── Text section

Once too, along the banks of the Congo River, a French doctor observed African surgery being performed. His friends were treating a man with a very deep cut in the forearm. They secured a number of large black ants over the wound. As each ant bit into the flesh, the cut was drawn together. The body of each ant was removed and the wound closed as neatly as though done by a surgeon's needle.

During the smallpox epidemics of the eighteenth century in Southern Africa, there were no Bushman fatalities. They knew how to build immunity to certain diseases and poisons. Bushmen used to demonstrate this by for instance placing a tarantula spider on their hands, allowing themselves to be bitten and yet showing no trace of suffering afterwards.

A Bushman's consumption of food and water has astounded doctors. A Bushman swells visibly as he consumes a small buck. And yet he will be able to compete quite comfortably in a marathon in that state. They will overtake a buck in the desert heat or chase a zebra for several kilometers with hardly any rest.

It is claimed that the Bushmen has a sixth sense. They have a very highly developed and uncanny sense of direction, far superior to an European or African. A Bushman may turn, circle and zigzag for hours when hunting, but when returning to camp he will head exactly in the right direction.

A tribesman was teted by blindfolding and leading him through various paths for several hours. When the cloth was removed, he pointed to the exact direction of his camp. Children too, never lose their way. Together with this "guiding instinct", they apparently see a vision of the trail ahead.

────

Exercises –
[A] In the passage on Bushman abilities, take the part that opens with the words containing "A Bushman's consumption" and closes with "hardly any rest.", and write it out again with "zebra" replaced by "wildebeest".
[B] Write the next part of the passage on Bushman abilities, picking up after its final sentence.

── Recorded data

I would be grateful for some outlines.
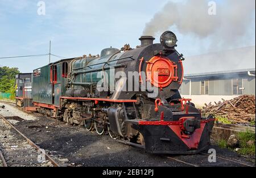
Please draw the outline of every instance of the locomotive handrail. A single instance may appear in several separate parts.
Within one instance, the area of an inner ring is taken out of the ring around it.
[[[132,59],[133,60],[135,60],[134,58],[133,58],[133,56],[130,56],[121,58],[119,58],[119,59],[117,59],[117,60],[112,60],[112,61],[110,61],[102,62],[100,62],[100,63],[97,63],[92,64],[92,65],[88,65],[88,66],[84,66],[84,67],[81,67],[73,69],[73,70],[77,70],[84,69],[84,68],[86,68],[86,67],[90,67],[91,66],[96,66],[96,65],[100,65],[100,64],[108,64],[108,65],[109,65],[108,63],[109,62],[117,61],[119,61],[119,60],[124,60],[124,59],[126,59],[126,58],[129,58]]]
[[[122,68],[122,67],[126,67],[126,65],[119,64],[119,65],[117,65],[115,66],[106,67],[104,67],[104,70],[108,70],[108,69],[110,69],[111,67]],[[78,75],[78,74],[80,74],[90,73],[99,71],[102,71],[102,68],[99,68],[99,69],[92,69],[92,70],[87,70],[87,71],[79,71],[79,72],[76,72],[76,73],[73,73],[73,74],[74,74],[74,75]]]

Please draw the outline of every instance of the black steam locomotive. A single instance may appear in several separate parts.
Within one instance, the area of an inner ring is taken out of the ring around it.
[[[139,40],[135,49],[107,48],[100,56],[34,70],[31,97],[17,96],[17,103],[99,134],[108,132],[149,152],[207,149],[214,119],[201,117],[191,100],[180,95],[184,58],[175,49],[175,35],[165,32],[159,44],[150,36]],[[32,105],[26,101],[31,98]]]

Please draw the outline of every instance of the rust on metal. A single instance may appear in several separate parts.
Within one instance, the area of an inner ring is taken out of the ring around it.
[[[3,162],[3,167],[8,167],[6,164],[6,162],[5,162],[5,158],[3,158],[3,155],[2,154],[1,150],[0,150],[0,158],[1,159],[2,162]]]

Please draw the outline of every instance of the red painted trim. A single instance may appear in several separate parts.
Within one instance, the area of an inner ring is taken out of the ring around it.
[[[180,60],[179,61],[179,63],[180,63],[180,66],[181,67],[181,73],[182,73],[182,76],[181,79],[180,79],[180,82],[179,82],[179,83],[180,84],[181,84],[182,82],[183,81],[183,77],[184,77],[184,68],[183,68],[183,63],[182,62],[182,61]]]
[[[92,100],[92,101],[104,101],[107,102],[114,102],[114,103],[136,103],[137,100],[113,100],[106,98],[74,98],[74,97],[67,97],[61,96],[61,99],[66,99],[73,100]]]
[[[191,118],[190,117],[189,118]],[[201,120],[201,124],[208,123],[210,121],[215,121],[215,118],[210,118],[206,120]],[[139,125],[180,125],[180,121],[139,121]]]
[[[36,102],[33,102],[34,105],[36,107],[40,107],[42,108],[49,108],[53,110],[56,110],[59,107],[55,106],[52,104],[45,104],[45,103],[36,103]]]
[[[189,148],[197,149],[200,141],[205,126],[205,123],[201,123],[200,129],[196,129],[191,135],[187,135],[181,132],[179,125],[170,125],[169,127],[180,139]]]
[[[141,62],[139,63],[139,82],[141,83],[143,83],[143,81],[142,81],[142,78],[141,77],[141,66],[142,65],[142,62],[144,61],[144,58],[142,57],[142,58],[139,61],[141,61]]]

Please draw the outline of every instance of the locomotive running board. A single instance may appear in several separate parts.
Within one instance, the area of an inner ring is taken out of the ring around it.
[[[141,145],[139,144],[134,143],[130,142],[128,141],[122,141],[122,140],[120,140],[120,139],[116,139],[116,141],[119,143],[123,143],[123,144],[125,144],[126,145],[134,146],[137,147],[139,147],[140,149],[145,149],[145,146],[144,145]]]

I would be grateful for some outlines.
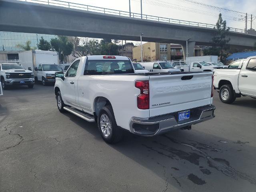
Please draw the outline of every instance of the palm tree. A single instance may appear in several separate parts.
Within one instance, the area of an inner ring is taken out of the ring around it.
[[[32,47],[30,46],[31,44],[31,41],[29,40],[26,41],[25,45],[22,44],[17,44],[16,45],[16,46],[20,48],[24,51],[30,51],[30,50],[34,50],[36,49],[36,48]]]

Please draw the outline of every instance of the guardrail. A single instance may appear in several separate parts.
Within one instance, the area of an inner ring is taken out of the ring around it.
[[[108,9],[102,7],[91,6],[84,4],[72,3],[66,1],[59,0],[25,0],[25,1],[31,3],[36,3],[48,5],[62,6],[73,9],[79,9],[85,11],[92,11],[105,14],[111,14],[120,16],[124,16],[132,17],[133,18],[141,18],[147,20],[156,21],[161,22],[166,22],[170,23],[178,24],[180,25],[189,25],[197,27],[204,27],[206,28],[213,28],[216,26],[215,25],[207,23],[199,23],[192,21],[178,20],[171,18],[153,16],[152,15],[142,15],[139,13],[130,12],[126,11],[116,10],[114,9]],[[247,33],[245,30],[232,27],[229,28],[230,31],[240,33]]]

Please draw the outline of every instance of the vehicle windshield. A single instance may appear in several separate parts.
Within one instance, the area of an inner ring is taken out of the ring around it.
[[[62,71],[62,69],[58,65],[45,64],[42,65],[44,71]]]
[[[85,75],[134,73],[132,63],[128,60],[88,60],[86,65]]]
[[[66,65],[64,68],[64,70],[66,71],[67,70],[68,70],[68,68],[70,66],[70,65]]]
[[[134,69],[135,70],[141,70],[142,69],[144,69],[142,66],[138,63],[133,63],[132,64],[133,66],[134,67]]]
[[[18,64],[2,64],[2,69],[4,70],[9,70],[9,69],[26,69],[25,68],[21,65]]]
[[[211,66],[210,64],[206,63],[206,62],[204,62],[204,61],[203,61],[202,62],[200,62],[199,63],[200,63],[200,64],[201,64],[202,65],[203,65],[204,66]]]
[[[169,62],[161,62],[159,63],[159,64],[160,64],[161,67],[162,67],[162,68],[163,69],[174,68],[174,67],[172,65],[172,64]]]

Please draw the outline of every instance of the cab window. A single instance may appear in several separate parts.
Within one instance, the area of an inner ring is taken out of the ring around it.
[[[239,64],[240,64],[240,61],[235,61],[229,65],[228,68],[238,68]]]
[[[80,60],[77,60],[73,63],[66,73],[66,77],[74,77],[76,76],[76,72],[80,62]]]
[[[250,71],[256,71],[256,58],[250,60],[246,69]]]
[[[38,71],[42,71],[42,65],[39,65],[39,66],[38,66]]]
[[[158,63],[155,63],[154,64],[154,65],[153,66],[153,69],[159,69],[160,68],[160,67],[159,66],[159,65],[158,64]]]

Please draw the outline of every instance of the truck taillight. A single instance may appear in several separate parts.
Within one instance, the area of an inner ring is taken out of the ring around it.
[[[211,94],[211,97],[213,97],[213,80],[214,76],[213,75],[212,76],[212,93]]]
[[[140,109],[149,109],[149,82],[148,81],[135,82],[135,87],[140,90],[137,98],[137,106]]]

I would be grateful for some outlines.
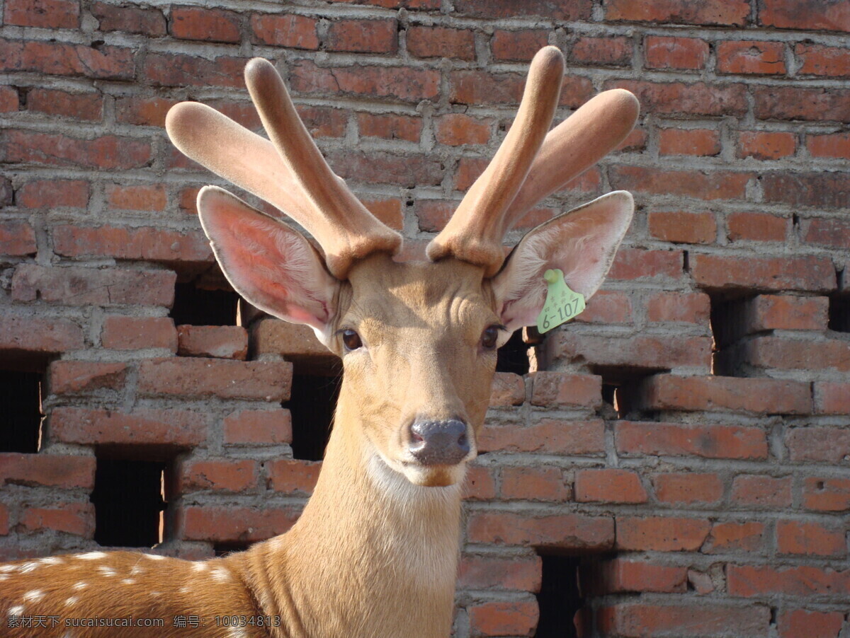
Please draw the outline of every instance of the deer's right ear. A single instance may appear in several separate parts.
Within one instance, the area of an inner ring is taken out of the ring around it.
[[[214,186],[198,194],[198,215],[237,293],[270,315],[310,326],[327,342],[340,282],[303,235]]]

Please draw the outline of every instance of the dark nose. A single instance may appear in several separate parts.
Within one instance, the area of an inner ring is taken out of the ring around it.
[[[462,421],[417,421],[411,426],[411,452],[422,465],[454,465],[469,454]]]

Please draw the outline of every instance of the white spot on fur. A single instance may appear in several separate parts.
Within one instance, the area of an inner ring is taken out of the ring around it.
[[[97,561],[106,557],[105,551],[89,551],[87,554],[77,554],[74,557],[81,561]]]

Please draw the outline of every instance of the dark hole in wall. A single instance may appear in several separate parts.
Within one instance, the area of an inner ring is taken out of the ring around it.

────

Answers to this exercise –
[A]
A Bushman's consumption of food and water has astounded doctors. A Bushman swells visibly as he consumes a small buck. And yet he will be able to compete quite comfortably in a marathon in that state. They will overtake a buck in the desert heat or chase a wildebeest for several kilometers with hardly any rest.

[B]
At one stage during the previous century old people were no longer wanted and accepted in their communities.When a person became too old to take part in the daily tasks of the village, they were led into the forests and left to be killed by the wild beasts. Many did not care to wait for this ordeal and simply started to fade away. This power to die at will is a fact that science simply cannot explain.

Hypnotism has been practiced by African witch doctors for many centuries. The kind of hypnotist we're familiar with claims that he/she cannot make a person behave, while hypnotized, in a manner in which he would not normally behave. But in Africa, hypnotism is regarded as a strong and evil force.

The South African Police have recorded one such remarkable story. Two young native girls arrived at the Police station in the Northern Transvaal and confessed to have murdered and eaten the eldest wife of their husband, the chief. The police surgeon suspected hypnotism and suggested taking additional statements from them at frequent intervals. This clever plan indeed revealed that as the days passed the girls remembered less and less of the crime until eventually they denied any knowledge of it.

In actual fact no crime had been admitted at all. The chief's wife had died of ordinary illness. The suspicious chief, however had asked his witch-doctor to "smell out" the person responsible for her death.

These women had been selected by the witchdoctor, hypnotized, and told to report to the police.